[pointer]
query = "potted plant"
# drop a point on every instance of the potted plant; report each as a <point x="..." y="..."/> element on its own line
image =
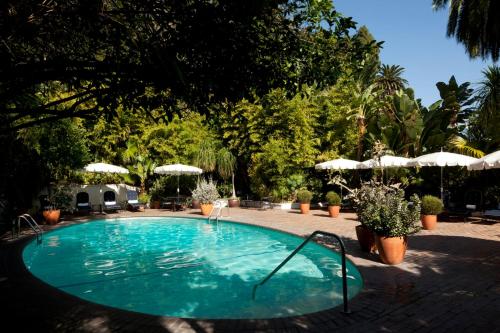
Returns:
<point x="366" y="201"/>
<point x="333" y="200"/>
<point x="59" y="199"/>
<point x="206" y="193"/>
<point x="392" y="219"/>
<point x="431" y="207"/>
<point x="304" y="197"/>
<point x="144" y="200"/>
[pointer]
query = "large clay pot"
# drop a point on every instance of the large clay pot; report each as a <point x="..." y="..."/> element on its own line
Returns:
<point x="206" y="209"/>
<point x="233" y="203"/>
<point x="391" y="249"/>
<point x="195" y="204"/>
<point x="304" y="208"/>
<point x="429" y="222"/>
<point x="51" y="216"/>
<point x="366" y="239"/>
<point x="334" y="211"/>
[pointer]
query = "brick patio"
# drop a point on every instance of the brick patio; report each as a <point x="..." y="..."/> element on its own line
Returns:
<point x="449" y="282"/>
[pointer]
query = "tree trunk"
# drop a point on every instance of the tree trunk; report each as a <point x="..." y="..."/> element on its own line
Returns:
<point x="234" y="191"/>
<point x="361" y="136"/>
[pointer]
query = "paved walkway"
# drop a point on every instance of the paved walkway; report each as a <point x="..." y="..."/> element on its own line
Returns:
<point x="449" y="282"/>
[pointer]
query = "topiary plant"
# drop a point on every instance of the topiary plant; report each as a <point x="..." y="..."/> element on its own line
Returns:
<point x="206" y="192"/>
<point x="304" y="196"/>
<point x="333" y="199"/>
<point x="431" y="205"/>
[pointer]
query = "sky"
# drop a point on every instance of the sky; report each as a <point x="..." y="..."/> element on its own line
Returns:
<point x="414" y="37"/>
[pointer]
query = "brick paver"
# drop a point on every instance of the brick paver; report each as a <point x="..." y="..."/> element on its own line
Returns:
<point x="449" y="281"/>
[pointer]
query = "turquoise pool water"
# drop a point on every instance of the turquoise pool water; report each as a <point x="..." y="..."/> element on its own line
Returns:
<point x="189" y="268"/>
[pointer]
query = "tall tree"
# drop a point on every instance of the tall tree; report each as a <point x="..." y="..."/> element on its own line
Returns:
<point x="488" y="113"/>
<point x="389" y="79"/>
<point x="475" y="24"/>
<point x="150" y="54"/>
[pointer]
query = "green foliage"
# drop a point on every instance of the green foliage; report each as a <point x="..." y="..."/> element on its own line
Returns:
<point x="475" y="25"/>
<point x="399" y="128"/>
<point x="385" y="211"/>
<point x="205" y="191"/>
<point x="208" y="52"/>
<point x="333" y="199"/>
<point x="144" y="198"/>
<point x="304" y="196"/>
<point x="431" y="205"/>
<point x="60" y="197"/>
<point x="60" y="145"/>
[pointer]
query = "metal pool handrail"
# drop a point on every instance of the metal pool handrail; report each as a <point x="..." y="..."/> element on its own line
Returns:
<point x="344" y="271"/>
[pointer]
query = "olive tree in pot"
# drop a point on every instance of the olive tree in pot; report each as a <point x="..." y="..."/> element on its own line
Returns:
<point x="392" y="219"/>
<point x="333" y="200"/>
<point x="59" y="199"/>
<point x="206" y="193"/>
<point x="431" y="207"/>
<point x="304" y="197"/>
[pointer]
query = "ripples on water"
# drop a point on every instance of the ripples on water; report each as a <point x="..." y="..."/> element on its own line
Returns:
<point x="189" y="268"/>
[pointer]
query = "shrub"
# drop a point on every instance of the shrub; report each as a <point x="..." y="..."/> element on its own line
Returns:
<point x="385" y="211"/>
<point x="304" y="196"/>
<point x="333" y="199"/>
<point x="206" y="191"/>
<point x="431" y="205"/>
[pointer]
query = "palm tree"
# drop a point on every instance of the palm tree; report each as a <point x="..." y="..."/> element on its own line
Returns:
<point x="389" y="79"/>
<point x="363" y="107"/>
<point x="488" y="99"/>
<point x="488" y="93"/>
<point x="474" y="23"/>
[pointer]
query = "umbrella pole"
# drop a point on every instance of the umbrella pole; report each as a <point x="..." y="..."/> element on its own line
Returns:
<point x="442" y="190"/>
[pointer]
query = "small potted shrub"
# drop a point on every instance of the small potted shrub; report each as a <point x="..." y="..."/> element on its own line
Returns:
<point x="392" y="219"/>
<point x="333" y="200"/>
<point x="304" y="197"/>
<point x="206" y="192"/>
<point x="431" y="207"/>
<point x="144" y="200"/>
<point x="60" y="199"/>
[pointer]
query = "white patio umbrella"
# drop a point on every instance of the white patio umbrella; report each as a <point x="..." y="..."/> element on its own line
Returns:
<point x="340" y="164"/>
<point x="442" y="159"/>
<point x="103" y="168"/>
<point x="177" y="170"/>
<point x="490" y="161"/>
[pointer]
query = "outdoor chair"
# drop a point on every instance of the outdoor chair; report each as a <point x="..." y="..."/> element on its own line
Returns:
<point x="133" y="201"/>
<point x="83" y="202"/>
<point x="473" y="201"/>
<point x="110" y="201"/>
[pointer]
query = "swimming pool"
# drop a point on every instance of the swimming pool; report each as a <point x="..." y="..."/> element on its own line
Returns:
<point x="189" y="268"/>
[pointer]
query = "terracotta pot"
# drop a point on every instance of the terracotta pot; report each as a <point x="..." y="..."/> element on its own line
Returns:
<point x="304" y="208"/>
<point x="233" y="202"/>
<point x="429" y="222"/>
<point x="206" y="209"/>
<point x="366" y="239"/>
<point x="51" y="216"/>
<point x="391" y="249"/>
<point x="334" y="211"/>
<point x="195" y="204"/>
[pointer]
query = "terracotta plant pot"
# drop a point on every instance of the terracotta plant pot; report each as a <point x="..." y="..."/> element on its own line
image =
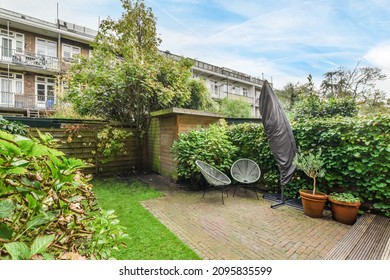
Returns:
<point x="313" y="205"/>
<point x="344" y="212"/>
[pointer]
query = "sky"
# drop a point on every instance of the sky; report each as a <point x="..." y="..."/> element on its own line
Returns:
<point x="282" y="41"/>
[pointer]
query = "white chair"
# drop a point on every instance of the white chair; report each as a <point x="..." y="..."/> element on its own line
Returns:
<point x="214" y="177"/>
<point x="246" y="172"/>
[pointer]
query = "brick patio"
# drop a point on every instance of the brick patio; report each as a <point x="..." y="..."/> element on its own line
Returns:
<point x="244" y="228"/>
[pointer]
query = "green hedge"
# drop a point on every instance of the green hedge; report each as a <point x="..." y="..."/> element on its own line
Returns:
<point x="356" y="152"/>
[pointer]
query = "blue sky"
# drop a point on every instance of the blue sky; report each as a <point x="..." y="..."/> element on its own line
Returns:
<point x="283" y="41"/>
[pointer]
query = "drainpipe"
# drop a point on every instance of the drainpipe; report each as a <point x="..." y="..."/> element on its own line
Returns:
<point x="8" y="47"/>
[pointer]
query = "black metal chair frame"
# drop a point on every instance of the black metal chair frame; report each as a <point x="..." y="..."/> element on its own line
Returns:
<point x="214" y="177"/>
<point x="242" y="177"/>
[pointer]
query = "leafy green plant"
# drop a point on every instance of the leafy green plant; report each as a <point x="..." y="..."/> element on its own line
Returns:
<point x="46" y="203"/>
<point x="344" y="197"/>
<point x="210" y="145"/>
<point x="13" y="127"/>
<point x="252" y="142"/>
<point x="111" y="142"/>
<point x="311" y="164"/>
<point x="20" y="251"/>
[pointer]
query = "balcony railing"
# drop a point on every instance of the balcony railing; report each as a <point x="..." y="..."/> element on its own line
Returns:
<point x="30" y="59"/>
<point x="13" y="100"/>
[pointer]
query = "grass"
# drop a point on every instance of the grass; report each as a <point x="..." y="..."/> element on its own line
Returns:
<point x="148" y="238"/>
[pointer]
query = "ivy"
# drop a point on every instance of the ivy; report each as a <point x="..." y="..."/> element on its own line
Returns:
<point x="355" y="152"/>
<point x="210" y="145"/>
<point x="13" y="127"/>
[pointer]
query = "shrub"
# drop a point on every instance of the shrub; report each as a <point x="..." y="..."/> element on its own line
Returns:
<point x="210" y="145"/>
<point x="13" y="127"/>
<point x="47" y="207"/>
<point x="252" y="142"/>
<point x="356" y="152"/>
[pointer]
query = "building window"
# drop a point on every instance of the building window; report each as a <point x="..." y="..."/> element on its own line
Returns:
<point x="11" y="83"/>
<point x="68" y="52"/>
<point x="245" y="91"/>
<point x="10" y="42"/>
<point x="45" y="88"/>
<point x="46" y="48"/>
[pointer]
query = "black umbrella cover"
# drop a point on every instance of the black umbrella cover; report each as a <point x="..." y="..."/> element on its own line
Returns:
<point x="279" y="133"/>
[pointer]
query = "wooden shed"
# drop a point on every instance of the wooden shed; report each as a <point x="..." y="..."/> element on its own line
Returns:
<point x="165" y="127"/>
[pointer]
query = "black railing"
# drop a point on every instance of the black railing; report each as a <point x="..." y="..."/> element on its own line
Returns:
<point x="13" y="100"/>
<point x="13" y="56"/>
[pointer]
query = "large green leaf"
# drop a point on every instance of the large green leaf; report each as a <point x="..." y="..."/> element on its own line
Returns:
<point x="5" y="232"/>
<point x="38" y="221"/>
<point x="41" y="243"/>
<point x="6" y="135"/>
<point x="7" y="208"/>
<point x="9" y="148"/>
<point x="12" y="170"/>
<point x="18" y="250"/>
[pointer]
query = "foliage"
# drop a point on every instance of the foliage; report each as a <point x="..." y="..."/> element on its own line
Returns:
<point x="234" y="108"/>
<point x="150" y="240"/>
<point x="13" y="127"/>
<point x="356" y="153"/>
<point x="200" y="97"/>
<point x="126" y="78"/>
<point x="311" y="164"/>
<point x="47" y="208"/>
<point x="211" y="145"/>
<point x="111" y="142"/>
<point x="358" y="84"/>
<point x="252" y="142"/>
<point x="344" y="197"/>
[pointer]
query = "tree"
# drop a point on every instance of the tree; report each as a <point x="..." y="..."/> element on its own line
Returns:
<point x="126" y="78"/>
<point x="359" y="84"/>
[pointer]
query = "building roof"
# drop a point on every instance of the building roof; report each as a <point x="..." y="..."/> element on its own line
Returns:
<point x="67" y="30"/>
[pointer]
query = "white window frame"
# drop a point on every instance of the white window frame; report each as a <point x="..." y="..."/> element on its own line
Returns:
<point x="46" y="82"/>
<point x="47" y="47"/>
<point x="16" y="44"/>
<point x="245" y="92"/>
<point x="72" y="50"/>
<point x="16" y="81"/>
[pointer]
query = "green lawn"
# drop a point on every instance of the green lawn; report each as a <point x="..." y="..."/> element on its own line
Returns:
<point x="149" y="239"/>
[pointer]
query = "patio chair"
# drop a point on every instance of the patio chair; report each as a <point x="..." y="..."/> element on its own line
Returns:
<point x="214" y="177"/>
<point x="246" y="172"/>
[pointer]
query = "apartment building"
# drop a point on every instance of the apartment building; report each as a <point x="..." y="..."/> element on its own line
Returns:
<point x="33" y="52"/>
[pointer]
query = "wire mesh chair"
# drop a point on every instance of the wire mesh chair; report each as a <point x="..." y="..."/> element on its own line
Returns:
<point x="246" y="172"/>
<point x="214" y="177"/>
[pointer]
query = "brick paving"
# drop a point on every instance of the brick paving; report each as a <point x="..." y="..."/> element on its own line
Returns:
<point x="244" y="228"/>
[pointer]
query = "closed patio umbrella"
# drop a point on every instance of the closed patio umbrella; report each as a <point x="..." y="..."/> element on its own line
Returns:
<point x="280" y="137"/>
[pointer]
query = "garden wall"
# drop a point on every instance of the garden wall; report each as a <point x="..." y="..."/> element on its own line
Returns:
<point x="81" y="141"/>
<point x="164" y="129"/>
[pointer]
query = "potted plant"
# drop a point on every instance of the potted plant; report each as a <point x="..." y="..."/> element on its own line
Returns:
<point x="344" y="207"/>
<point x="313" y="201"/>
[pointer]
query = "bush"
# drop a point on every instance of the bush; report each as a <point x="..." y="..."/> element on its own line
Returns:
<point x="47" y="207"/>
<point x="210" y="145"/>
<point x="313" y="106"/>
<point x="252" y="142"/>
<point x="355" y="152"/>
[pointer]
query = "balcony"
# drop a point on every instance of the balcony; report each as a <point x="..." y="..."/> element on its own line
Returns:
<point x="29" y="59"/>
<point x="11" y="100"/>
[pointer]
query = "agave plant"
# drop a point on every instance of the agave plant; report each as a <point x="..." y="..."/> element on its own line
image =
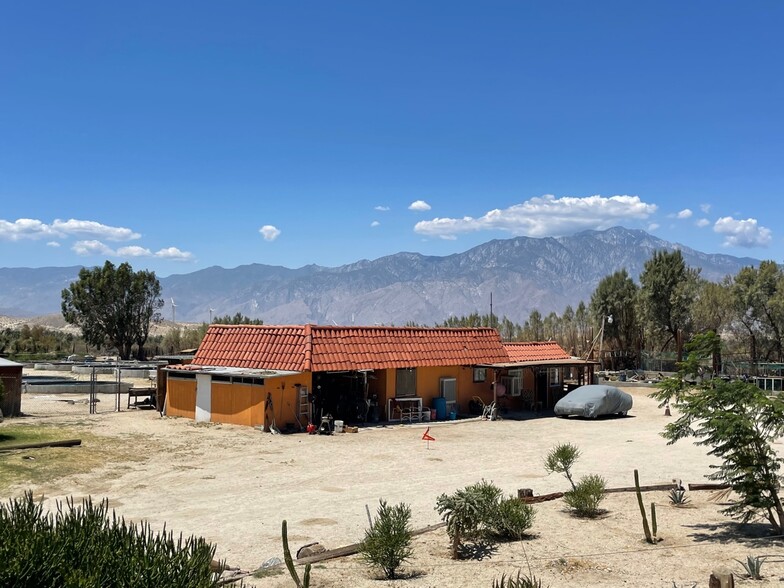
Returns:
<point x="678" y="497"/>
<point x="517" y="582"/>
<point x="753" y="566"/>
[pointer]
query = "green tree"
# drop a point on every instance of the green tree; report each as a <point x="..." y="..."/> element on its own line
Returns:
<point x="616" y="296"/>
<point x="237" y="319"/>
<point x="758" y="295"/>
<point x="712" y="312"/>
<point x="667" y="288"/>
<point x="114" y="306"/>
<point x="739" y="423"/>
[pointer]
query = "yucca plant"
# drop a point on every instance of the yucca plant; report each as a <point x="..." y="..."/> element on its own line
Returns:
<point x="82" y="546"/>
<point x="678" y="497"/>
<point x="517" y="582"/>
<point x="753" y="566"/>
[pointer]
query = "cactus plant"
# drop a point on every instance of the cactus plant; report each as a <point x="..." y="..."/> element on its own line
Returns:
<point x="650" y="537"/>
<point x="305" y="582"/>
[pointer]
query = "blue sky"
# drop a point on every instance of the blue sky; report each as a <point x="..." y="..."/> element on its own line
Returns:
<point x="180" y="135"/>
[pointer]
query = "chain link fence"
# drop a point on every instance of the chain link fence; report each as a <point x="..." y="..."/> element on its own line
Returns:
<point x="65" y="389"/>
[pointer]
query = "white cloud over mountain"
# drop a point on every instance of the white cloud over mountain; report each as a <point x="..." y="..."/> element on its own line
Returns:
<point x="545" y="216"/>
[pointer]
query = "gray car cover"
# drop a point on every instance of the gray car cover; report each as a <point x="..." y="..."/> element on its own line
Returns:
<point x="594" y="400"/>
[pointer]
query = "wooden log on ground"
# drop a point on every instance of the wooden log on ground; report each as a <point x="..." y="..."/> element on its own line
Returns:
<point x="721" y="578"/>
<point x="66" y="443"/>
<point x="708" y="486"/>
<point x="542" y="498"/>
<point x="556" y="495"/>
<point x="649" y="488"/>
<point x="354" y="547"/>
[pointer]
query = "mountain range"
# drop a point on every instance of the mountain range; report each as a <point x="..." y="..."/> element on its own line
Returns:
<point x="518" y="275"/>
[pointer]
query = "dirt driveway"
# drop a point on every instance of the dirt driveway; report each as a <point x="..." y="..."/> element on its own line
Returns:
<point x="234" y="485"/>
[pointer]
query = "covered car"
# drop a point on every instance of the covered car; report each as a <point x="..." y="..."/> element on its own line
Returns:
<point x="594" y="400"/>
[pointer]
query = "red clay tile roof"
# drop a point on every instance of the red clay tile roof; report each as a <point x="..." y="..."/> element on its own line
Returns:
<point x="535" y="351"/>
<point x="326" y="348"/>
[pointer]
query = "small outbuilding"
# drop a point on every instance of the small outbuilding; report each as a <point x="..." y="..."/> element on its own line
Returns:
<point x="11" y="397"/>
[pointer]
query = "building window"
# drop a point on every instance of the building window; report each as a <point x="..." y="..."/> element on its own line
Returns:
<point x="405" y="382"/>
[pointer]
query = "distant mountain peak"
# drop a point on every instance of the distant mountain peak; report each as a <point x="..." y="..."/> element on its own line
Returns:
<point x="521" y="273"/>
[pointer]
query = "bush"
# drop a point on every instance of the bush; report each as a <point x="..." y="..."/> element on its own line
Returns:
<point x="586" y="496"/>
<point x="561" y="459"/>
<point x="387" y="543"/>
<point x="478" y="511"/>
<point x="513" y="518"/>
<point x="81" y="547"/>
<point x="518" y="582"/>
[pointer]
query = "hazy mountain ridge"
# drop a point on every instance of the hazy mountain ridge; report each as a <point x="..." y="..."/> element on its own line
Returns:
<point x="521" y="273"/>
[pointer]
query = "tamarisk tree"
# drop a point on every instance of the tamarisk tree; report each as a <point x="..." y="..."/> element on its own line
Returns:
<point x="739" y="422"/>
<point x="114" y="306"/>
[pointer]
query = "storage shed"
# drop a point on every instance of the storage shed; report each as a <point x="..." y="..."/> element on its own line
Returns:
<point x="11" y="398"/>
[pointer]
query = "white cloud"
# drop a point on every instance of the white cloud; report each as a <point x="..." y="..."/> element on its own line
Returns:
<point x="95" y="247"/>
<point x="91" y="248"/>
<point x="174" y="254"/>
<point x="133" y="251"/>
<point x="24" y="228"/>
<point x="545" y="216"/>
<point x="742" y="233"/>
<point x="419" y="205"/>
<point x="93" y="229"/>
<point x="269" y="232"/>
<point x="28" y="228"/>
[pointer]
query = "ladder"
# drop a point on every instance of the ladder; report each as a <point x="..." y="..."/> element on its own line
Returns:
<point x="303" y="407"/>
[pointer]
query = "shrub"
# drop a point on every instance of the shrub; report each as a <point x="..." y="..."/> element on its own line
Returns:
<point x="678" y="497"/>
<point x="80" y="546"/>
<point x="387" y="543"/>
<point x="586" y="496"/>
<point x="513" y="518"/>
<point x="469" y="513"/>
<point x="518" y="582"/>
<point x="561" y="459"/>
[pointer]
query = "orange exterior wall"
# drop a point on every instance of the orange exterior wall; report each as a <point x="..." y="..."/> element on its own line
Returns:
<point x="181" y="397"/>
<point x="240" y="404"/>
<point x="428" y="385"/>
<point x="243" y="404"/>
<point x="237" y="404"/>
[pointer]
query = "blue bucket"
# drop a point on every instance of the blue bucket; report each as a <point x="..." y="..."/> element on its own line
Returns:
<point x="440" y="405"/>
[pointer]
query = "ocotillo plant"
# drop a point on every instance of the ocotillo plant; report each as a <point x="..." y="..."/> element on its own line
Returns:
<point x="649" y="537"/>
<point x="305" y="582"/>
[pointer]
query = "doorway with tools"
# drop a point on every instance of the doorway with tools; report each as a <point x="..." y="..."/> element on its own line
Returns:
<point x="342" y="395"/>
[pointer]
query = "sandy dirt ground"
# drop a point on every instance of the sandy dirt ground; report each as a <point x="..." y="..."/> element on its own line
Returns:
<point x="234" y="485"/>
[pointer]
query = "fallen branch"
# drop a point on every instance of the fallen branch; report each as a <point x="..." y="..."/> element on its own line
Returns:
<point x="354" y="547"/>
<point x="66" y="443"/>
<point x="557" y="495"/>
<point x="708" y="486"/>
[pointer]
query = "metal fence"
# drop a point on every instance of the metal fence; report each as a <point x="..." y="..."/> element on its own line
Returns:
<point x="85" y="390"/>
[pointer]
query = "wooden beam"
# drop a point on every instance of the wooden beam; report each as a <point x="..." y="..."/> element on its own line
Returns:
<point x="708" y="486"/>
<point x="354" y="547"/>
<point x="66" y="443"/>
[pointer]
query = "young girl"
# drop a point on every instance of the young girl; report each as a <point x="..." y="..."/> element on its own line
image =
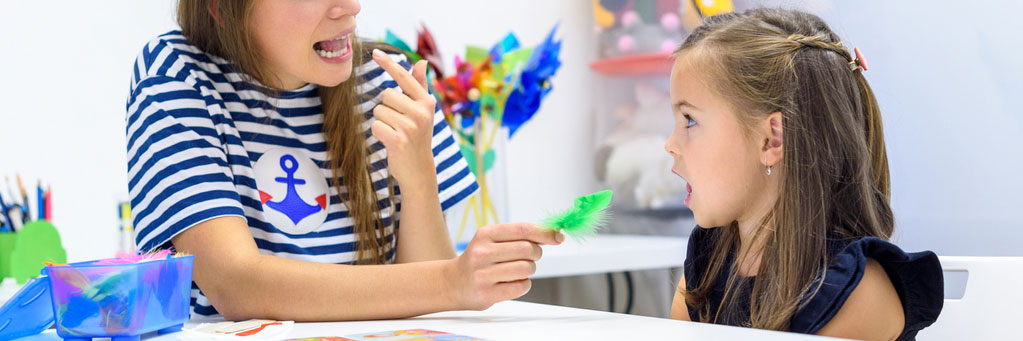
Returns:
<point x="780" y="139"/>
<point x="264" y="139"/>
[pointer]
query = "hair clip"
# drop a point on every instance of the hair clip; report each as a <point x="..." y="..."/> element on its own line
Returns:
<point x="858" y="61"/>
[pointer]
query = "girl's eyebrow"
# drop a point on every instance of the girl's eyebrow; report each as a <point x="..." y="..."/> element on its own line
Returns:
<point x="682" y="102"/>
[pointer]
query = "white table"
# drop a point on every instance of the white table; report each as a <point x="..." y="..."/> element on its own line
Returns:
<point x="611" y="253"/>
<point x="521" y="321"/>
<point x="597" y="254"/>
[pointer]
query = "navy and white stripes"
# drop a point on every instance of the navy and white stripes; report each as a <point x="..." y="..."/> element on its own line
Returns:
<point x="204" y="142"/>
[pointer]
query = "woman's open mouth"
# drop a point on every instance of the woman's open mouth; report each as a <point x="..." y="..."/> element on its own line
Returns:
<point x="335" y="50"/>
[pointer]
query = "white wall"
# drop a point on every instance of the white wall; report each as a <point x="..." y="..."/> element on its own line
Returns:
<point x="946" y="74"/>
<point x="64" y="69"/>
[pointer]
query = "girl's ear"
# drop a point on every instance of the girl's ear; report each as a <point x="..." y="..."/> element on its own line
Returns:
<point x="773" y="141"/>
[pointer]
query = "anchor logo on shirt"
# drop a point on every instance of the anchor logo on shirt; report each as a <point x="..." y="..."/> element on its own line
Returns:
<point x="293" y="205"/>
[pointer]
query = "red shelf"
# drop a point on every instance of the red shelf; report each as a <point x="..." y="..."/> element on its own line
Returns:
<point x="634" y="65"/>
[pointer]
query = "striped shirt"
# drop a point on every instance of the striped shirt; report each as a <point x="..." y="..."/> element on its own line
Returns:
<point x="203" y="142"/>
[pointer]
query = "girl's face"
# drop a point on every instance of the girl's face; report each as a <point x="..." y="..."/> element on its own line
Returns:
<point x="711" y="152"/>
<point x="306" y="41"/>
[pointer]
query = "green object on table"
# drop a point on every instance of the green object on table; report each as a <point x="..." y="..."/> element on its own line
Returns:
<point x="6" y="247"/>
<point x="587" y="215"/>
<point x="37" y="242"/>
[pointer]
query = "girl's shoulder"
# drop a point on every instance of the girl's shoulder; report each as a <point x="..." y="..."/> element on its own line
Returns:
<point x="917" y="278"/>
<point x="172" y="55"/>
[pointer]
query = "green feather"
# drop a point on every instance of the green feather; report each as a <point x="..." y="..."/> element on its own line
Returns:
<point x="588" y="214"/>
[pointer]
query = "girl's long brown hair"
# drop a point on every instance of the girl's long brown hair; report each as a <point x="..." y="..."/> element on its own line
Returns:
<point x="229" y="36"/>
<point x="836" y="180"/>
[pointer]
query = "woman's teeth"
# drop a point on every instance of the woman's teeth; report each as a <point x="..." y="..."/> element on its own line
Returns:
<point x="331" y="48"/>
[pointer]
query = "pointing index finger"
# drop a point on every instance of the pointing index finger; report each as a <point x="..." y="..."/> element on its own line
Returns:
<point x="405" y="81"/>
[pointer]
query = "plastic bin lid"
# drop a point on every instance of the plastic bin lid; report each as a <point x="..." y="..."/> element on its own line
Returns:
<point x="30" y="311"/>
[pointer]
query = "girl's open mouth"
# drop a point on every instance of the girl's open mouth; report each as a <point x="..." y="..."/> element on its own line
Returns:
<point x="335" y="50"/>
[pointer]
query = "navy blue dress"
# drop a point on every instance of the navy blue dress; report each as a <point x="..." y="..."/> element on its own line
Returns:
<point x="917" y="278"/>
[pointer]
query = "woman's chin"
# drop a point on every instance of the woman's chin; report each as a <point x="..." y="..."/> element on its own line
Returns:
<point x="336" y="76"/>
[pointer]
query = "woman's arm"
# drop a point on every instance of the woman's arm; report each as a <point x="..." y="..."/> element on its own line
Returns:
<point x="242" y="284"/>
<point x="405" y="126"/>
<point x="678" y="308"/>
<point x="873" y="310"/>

__________

*Your goal:* In the entries above, find the line with "# drop a point on every instance of the foliage;" and the line with "# drop a point on every instance of the tree;", then set down exactly those two and every line between them, nothing else.

*Exercise answer:*
# drop a point on every instance of the foliage; report each as a <point x="..." y="..."/> element on its own line
Returns:
<point x="234" y="108"/>
<point x="150" y="240"/>
<point x="13" y="127"/>
<point x="356" y="153"/>
<point x="200" y="97"/>
<point x="126" y="78"/>
<point x="311" y="164"/>
<point x="47" y="208"/>
<point x="211" y="145"/>
<point x="111" y="142"/>
<point x="358" y="84"/>
<point x="252" y="142"/>
<point x="344" y="197"/>
[pointer]
query = "tree"
# drop a point on every instance of the tree; report each as a <point x="..." y="..."/> element on its own line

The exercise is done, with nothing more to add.